Set task: Repeat each of the items below word for word, keeping every line as it appears.

Exercise inputs:
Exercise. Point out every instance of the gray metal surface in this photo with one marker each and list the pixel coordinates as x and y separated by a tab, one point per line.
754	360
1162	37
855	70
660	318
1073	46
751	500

Answer:
Exercise. Point out every instance of the gray metal surface in this photo with one marker each and list the pixel coordinates as x and y separated by a tab, one point per line.
754	360
1162	37
855	70
660	318
1073	46
751	500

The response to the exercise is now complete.